● Request: Each line that follows is to be retyped exactly.

Named object pointing entries:
====

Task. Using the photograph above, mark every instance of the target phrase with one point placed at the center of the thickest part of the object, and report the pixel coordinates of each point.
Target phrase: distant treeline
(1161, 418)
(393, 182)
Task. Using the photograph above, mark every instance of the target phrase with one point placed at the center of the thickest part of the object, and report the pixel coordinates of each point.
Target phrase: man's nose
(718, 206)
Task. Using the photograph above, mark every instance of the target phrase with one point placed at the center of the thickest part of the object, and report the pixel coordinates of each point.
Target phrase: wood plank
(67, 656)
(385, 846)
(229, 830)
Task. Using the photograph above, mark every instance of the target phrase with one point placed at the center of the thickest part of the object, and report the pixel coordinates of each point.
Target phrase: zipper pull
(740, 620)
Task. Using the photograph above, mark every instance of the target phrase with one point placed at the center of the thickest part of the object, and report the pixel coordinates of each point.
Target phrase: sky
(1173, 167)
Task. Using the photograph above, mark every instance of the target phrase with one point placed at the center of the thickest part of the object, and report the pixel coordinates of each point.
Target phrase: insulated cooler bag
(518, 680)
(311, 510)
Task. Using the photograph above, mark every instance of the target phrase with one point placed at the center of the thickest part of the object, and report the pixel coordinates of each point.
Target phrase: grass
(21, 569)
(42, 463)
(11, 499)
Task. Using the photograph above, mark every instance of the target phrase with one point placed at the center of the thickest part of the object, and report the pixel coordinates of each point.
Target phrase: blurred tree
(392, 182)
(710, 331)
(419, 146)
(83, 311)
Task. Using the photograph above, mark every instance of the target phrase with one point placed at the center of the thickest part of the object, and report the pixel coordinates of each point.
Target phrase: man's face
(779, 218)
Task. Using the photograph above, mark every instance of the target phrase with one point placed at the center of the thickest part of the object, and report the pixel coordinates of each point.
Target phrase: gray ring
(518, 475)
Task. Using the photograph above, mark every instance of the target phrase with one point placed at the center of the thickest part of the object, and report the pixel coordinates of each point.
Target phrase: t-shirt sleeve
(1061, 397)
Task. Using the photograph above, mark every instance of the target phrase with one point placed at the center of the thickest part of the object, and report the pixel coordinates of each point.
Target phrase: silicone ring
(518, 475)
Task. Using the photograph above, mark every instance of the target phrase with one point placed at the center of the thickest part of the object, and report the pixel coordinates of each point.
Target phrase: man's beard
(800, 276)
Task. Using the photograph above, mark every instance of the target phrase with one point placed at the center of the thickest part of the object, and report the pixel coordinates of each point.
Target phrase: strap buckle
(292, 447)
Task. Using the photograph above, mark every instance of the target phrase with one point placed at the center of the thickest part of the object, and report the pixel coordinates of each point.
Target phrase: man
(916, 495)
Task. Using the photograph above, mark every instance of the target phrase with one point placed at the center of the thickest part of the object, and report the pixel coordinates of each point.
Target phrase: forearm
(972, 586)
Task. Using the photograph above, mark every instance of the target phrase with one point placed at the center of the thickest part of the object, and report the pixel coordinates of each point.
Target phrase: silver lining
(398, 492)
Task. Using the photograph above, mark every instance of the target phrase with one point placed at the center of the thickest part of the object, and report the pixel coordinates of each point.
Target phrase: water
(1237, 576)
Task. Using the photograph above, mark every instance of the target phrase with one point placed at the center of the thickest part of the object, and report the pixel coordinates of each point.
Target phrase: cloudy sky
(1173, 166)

====

● Reply to the exercise:
Task. Using the photograph above, mark every instance of the target phrase with one point placed at the center of the thickest part of the object, and report the pixel coordinates of each point.
Target phrase: distant treeline
(1161, 418)
(393, 182)
Task. Using the photograph above, mark every instance of the target phrase with one point placed at the center of the thickest part of the object, and report the pixel coordinates of each point.
Target phrase: man's nose
(718, 206)
Task. Using the photograph above, mark every instance of the target phrase with one point placed at the center of the thickest part of the object, and report the pixel coordinates of each point.
Target phrase: wood plank
(67, 656)
(385, 846)
(229, 830)
Task. Using the photograph above, mark every instance of the target phrase with one point placed at the center of the thickest part of the object, and report the pixel coordinates of each point.
Target phrase: zipper pull
(740, 620)
Task. Using the photograph above, mark every instance of the target phrase with one point placed at the center of the thickest part of the object, and report the pixel coordinates of each point.
Target phrase: sky
(1173, 167)
Task. Using the photograph above, mark every instance of the target phrase with one point placed at the center of the thickest part of the object, and report the pixel coordinates of each point.
Target phrase: insulated cooler bag
(518, 680)
(311, 510)
Task. Using the photograph above, mark every instance of the target phrase with one point placed at the center of the thickest part of the object, and report the pixel coordinates of each point.
Target phrase: grass
(21, 569)
(42, 463)
(11, 499)
Task. Using the photograph above, mark every instance of the target phrase with one point placed at the center of the thickest part of the object, and report the pixel coordinates of each point.
Target phrase: blurred tree
(392, 182)
(710, 331)
(419, 146)
(83, 311)
Task. Using the photograph above, mark every instance of the target phrase with one point placed at the center of the thickest part of the object, and report the pixel coordinates of each point.
Target phrase: man's face
(779, 218)
Task. Using the photograph above, mark every instance of the target phrase with one point placed at the center of the thickest part of the object, and report the pixel coordinates of each point.
Target phrase: gray ring
(518, 475)
Task. Using the photograph above, mark every instance of the target phrase with one point placed at the center of the thickest part of the object, and report the pixel coordinates of each point.
Target phrase: t-shirt sleeve
(1061, 397)
Task. Using the photograph above, mark every instance of the target phrase with one point placed at the center of the thickest part of the object, and report the pixel coordinates of each point.
Target phrase: silicone ring
(518, 475)
Task. Using the photograph above, mark every instance of the target phrase with one point placed at the center of the thickest part of the object, and report the pixel coordinates of each point.
Target phrase: man's beard
(800, 276)
Task. Using the photograph above, mark every instance of the target phrase with one point placed at the center of the thickest part of the object, and report the pixel coordinates of each point.
Target phrase: strap buckle
(292, 447)
Task. Using the photograph above, mark every instance of the target phrase with one point placed at the center of the thickest part of the object, and report the pixel coordinates of each point.
Target phrase: man
(916, 495)
Task. Using the photograph above, mark every instance of the target phrase with one point placed at the center of the thickest part of the object, and report the pixel coordinates of each point.
Target phrase: forearm
(972, 586)
Task. Using the photograph above, mark every instance of the target phrase with one point placed at the center of the thickest part of the object, and report the pixel coordinates of each point.
Target phrase: silver lining
(398, 492)
Task. Using the photograph above, mark every instance of the target phrase with one point placed at the center of the thickest part of the object, and report the pixel coordinates of each point.
Target phrase: water
(1237, 576)
Task. Using the photograph above, mark every instance of the target phrase with one point placed at the center of the thickest part of the object, and report the pixel coordinates of each point.
Target phrase: cloudy sky
(1173, 166)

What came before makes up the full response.